BEGIN TEXT EXCERPT

In a new report, funded by the Economic and Social Research Council, IFS researchers find that English councils’ finances held up much better during the first year of the COVID-19 pandemic, 2020–21, than previously thought. This finding has important implications for local government funding policy in the coming year, and for how the government should respond if councils face another extreme adverse shock in future.
Since the pandemic started, the government has been surveying councils about its financial impact. In the latest available survey – from April 2021 – councils reported that the COVID-19 pandemic had increased their net spending on non-education services during 2020–21 by approximately £7.8 billion. However, official expenditure and income data published last month suggest that net spending increased by only £4.1 billion more than we would have expected in the absence of the pandemic – a much smaller, although still sizeable, increase.
This does not mean councils were purposefully overestimating the costs of the COVID-19 pandemic in their survey responses. The survey asked for areas where spending was higher and income lower as a result of the pandemic – and not areas where spending was lower, for example due to temporary closures of services or reductions in demand. But given the surveys were used to inform how much funding the government provided to local government, councils did have an incentive to err on the higher side when estimating the likely financial impacts.

END TEXT EXCERPT
BEGIN PROVIDED MATERIAL

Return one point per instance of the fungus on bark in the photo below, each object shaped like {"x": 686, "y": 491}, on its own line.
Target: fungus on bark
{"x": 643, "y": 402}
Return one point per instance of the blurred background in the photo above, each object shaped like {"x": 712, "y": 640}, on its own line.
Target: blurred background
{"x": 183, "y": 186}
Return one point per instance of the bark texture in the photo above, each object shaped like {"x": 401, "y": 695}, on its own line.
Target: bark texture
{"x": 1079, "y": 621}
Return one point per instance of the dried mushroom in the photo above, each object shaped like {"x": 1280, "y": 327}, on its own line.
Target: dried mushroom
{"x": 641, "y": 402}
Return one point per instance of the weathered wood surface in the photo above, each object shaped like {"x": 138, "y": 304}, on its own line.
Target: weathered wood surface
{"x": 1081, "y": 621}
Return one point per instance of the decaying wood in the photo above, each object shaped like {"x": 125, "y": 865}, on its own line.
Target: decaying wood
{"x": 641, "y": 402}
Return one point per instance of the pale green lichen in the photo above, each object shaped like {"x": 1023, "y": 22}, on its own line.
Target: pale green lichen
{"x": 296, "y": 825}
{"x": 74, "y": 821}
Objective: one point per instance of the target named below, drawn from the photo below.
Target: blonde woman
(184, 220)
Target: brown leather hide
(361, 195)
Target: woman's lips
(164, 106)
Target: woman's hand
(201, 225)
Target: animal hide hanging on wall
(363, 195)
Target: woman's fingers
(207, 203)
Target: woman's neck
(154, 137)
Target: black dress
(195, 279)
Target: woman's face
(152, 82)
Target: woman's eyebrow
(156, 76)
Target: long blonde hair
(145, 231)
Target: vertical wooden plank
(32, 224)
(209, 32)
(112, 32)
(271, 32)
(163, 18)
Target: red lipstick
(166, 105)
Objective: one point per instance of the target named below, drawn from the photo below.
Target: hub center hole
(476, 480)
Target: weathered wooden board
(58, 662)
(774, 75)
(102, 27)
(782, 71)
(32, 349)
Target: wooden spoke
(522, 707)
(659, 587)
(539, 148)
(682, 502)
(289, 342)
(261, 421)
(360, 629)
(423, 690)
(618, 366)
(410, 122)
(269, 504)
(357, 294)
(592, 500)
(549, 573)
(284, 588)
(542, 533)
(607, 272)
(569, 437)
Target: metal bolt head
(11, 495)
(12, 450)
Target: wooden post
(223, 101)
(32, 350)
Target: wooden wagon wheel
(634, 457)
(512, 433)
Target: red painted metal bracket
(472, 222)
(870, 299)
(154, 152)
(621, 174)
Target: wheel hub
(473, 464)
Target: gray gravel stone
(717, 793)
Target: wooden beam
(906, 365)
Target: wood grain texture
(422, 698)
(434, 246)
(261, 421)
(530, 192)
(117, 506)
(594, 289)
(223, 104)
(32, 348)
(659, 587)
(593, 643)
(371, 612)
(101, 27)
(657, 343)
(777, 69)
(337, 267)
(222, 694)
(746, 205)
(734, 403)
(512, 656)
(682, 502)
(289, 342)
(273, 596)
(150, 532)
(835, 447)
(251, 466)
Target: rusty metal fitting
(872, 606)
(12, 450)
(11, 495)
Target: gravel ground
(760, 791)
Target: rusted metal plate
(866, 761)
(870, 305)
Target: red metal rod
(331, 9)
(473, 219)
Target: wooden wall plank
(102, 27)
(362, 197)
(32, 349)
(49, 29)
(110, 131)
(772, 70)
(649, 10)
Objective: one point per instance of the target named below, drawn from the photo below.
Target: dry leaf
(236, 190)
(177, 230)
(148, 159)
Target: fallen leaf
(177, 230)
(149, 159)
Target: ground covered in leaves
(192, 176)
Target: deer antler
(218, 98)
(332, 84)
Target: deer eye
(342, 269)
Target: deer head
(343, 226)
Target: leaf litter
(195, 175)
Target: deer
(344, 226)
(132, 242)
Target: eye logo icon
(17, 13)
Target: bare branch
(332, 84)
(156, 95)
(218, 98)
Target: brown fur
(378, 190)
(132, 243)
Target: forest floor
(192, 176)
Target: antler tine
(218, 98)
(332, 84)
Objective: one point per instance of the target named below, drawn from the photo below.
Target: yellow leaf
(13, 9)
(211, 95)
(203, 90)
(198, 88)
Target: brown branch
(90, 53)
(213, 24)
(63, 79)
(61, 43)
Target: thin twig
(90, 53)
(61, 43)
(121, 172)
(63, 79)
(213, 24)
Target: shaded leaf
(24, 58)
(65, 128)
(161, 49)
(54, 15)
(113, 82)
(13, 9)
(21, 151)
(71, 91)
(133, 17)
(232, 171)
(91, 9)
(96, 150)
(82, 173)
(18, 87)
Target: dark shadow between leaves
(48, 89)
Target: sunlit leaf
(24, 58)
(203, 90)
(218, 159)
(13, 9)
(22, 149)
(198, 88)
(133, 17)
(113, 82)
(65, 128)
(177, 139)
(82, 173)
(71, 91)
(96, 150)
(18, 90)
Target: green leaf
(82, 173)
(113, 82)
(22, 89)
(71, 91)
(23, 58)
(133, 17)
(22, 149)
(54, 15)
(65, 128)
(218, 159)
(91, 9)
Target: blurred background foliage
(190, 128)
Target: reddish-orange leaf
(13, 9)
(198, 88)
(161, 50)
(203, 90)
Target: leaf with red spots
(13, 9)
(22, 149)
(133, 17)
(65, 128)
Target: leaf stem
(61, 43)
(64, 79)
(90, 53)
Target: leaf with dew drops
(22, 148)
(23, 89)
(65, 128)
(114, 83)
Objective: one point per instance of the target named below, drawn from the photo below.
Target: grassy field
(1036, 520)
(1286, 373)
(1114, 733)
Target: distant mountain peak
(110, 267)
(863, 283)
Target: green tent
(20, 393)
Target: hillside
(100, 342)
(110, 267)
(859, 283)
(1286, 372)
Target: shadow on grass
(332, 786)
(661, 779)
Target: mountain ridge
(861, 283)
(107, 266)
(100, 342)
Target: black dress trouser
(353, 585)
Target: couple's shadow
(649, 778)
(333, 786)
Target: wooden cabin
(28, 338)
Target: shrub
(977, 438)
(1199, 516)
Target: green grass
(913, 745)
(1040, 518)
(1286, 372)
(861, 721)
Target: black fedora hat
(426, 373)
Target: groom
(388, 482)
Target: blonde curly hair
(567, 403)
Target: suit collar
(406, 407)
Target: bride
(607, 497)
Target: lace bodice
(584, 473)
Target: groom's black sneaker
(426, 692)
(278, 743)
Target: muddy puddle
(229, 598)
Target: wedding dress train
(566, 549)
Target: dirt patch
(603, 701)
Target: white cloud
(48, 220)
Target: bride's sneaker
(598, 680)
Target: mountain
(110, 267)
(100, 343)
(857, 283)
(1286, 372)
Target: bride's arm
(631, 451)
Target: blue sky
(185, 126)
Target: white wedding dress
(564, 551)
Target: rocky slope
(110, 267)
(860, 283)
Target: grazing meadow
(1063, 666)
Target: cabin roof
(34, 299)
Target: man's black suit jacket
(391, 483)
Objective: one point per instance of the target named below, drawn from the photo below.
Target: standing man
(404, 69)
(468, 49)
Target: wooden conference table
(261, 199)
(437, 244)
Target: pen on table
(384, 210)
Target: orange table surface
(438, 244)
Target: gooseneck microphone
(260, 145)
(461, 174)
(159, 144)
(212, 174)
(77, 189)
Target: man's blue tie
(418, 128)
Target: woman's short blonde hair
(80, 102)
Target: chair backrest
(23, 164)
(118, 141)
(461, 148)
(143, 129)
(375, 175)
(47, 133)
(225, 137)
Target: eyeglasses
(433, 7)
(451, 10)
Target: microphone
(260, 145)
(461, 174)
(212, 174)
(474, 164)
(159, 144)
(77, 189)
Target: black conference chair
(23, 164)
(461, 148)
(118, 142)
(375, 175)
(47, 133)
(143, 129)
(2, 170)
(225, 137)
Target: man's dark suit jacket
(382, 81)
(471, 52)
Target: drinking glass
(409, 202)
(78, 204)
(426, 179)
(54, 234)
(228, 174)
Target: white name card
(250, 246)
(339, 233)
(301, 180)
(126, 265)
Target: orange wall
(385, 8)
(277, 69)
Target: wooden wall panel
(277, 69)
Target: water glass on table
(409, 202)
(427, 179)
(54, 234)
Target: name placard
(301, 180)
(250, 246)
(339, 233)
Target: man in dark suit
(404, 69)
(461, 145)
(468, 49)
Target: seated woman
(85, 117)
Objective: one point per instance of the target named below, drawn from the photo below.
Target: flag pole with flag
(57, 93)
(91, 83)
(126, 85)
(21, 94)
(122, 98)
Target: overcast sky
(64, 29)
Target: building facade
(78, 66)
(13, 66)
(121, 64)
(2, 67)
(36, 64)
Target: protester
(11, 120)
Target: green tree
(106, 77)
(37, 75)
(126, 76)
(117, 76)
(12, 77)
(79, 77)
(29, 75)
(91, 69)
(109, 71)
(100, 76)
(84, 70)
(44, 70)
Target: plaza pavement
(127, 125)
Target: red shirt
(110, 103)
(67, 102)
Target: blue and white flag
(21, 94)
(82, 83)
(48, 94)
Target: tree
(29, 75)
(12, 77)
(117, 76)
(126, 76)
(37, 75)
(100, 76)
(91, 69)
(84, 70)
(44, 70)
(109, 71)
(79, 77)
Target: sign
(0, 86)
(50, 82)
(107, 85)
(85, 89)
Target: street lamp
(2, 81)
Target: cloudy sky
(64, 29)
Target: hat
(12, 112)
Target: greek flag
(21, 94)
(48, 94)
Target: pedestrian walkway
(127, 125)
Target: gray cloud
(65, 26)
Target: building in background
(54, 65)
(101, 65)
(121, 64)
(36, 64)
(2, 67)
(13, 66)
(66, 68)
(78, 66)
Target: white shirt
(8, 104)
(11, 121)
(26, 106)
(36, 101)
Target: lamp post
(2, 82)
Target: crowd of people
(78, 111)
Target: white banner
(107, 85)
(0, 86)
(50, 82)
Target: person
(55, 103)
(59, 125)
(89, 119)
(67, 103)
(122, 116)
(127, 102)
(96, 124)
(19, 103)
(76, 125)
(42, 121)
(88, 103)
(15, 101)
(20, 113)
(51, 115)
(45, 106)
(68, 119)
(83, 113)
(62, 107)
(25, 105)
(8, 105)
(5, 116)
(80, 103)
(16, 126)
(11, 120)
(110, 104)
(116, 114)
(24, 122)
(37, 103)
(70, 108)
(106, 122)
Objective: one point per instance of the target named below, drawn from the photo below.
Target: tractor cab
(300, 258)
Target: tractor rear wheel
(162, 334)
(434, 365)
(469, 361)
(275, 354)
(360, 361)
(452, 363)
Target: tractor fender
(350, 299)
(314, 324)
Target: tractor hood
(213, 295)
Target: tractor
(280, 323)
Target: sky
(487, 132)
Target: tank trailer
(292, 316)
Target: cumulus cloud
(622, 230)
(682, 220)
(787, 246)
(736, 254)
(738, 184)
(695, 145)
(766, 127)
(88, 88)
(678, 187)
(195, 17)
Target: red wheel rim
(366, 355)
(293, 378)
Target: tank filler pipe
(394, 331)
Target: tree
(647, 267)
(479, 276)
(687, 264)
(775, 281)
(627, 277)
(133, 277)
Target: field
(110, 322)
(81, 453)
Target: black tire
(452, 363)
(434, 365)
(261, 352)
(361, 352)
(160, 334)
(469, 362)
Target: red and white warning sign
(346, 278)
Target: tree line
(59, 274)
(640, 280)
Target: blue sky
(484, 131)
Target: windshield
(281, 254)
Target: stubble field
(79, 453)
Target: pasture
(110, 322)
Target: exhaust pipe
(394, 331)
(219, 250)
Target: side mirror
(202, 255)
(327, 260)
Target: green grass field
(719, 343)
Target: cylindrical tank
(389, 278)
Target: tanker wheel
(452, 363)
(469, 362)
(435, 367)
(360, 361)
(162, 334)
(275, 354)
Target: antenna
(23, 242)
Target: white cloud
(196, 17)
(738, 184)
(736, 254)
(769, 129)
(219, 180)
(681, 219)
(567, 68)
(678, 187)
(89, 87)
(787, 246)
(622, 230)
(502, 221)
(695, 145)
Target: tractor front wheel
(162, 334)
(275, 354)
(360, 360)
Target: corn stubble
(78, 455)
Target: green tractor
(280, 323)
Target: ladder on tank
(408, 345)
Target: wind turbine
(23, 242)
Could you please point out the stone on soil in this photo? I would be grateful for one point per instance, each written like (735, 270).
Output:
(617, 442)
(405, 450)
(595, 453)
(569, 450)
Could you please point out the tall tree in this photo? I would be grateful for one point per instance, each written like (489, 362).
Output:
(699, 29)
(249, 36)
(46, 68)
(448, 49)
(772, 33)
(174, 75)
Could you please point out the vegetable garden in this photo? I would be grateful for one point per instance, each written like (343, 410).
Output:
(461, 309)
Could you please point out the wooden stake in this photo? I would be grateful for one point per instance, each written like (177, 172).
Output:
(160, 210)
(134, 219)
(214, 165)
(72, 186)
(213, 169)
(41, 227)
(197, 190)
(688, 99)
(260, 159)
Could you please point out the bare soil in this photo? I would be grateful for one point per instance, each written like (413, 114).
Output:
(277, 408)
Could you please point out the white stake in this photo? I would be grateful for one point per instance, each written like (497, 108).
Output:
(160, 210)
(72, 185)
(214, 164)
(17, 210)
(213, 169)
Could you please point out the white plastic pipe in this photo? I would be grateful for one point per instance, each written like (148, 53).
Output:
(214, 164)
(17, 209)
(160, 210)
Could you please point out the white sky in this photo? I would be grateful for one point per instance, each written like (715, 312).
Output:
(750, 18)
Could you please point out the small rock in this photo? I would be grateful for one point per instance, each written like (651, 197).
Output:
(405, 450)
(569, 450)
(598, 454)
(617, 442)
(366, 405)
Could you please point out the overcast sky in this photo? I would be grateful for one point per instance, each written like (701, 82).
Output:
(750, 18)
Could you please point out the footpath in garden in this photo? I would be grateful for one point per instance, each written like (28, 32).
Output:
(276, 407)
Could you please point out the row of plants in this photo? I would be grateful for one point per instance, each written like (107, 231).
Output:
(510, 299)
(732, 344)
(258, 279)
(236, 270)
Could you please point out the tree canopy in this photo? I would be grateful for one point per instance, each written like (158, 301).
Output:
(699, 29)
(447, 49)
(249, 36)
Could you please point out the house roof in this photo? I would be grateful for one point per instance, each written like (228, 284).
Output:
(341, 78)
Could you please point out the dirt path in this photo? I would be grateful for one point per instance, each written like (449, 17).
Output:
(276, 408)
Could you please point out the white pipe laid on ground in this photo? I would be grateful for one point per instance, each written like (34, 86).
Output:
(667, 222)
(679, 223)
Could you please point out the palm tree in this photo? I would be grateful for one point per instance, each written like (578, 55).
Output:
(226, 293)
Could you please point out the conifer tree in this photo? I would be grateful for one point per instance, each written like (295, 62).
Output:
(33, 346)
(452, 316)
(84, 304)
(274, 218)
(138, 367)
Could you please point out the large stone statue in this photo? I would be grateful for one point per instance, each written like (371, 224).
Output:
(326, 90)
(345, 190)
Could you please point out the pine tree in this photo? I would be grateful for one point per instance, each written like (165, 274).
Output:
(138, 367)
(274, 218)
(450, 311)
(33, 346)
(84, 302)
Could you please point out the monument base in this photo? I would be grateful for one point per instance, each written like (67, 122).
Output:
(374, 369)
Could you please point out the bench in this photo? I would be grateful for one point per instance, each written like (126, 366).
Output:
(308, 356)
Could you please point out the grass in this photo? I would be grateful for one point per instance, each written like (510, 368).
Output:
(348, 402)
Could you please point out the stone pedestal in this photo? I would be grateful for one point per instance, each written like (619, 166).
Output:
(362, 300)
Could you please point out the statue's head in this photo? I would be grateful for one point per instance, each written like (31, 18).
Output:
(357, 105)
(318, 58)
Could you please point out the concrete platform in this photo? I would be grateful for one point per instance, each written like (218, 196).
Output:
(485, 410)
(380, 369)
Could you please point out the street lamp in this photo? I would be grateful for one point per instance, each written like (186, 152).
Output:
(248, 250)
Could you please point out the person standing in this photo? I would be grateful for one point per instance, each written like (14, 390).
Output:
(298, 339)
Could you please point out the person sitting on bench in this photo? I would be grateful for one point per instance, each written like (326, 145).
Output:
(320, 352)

END PROVIDED MATERIAL

EXERCISE 1: According to the text on council finances, by about how much did councils say in the April 2021 survey that the pandemic had raised their net spending on non-education services during 2020–21?
EXERCISE 2: List every date and every sum of money that the text on council finances writes in figures, giving each once.

RESPONSE 1: About £7.8 billion.

RESPONSE 2: 2020–21; April 2021; £7.8 billion; £4.1 billion.